#### GIVEN RECORDS ####

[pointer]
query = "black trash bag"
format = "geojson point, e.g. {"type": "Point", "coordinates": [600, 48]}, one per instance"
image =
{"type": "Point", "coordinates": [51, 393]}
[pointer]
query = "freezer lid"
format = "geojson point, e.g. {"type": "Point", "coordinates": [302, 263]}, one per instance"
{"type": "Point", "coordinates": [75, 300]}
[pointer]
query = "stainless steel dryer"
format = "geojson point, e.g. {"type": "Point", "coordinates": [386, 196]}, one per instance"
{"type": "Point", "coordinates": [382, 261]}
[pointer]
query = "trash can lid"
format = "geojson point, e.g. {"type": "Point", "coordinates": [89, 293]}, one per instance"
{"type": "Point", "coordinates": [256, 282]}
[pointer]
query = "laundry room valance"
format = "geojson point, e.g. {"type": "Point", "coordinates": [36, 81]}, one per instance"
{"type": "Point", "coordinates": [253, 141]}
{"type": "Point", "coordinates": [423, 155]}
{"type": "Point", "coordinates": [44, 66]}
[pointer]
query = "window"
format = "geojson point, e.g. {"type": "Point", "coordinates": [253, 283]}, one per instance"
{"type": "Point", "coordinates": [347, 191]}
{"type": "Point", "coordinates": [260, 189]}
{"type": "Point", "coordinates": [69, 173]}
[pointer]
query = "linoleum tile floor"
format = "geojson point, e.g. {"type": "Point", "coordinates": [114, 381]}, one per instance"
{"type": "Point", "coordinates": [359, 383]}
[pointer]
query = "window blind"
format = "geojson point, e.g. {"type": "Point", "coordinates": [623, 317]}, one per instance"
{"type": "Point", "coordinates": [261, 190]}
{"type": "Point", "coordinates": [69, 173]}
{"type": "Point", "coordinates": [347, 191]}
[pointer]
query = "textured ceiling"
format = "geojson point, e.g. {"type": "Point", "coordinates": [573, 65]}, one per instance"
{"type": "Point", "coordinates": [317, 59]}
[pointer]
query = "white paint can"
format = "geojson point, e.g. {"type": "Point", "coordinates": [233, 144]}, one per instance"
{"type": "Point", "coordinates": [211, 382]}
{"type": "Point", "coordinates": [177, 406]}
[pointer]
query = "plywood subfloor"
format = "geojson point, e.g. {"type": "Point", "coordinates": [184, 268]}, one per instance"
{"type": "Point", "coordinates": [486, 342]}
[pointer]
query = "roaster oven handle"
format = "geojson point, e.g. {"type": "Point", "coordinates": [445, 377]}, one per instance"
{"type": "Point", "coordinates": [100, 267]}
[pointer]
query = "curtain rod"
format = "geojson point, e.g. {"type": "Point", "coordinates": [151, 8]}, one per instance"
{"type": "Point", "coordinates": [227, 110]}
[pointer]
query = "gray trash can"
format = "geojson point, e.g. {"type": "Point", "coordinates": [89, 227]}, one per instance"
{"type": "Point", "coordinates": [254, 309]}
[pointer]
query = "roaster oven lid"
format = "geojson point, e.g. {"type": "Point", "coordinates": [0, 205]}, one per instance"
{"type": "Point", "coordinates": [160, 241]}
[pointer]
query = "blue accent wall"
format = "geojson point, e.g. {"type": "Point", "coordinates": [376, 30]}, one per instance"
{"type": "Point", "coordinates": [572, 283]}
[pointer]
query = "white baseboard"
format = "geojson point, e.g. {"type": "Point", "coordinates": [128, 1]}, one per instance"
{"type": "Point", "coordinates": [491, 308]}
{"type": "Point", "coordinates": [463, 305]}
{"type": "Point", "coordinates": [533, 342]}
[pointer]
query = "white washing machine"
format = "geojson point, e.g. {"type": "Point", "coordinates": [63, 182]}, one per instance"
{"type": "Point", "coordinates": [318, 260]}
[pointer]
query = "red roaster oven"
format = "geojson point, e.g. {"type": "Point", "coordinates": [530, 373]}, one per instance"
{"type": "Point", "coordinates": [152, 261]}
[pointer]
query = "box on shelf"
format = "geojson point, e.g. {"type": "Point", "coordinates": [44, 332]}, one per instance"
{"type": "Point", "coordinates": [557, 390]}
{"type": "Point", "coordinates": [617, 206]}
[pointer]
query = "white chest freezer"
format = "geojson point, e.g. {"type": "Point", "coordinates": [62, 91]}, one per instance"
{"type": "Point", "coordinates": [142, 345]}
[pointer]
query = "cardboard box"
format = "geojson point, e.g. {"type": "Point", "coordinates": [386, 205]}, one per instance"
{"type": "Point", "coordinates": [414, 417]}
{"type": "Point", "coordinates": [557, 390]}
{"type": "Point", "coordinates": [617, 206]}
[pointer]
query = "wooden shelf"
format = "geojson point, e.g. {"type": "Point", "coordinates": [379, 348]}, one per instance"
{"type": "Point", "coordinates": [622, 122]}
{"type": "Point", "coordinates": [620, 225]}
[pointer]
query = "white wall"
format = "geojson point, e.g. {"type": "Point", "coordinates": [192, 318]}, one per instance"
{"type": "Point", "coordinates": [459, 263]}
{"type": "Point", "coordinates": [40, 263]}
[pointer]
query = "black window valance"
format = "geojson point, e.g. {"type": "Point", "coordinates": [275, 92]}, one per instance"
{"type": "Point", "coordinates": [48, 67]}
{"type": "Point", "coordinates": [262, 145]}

####

WHAT TO WORK ON = State in a single number how many lines in the data include the word "black".

WRITTEN SOLUTION = 2